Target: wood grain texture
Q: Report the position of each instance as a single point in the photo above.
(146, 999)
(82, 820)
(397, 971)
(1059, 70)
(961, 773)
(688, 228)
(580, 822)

-------------------------

### [Exercise instructions]
Change "wood grain texture" to "marble texture" in the data above and write out all of its lines again, with nothing else altered.

### [Answer to the task]
Target: marble texture
Q: Report the position of each instance as a single point in the photo above.
(146, 999)
(82, 820)
(397, 971)
(1059, 70)
(961, 773)
(688, 228)
(580, 822)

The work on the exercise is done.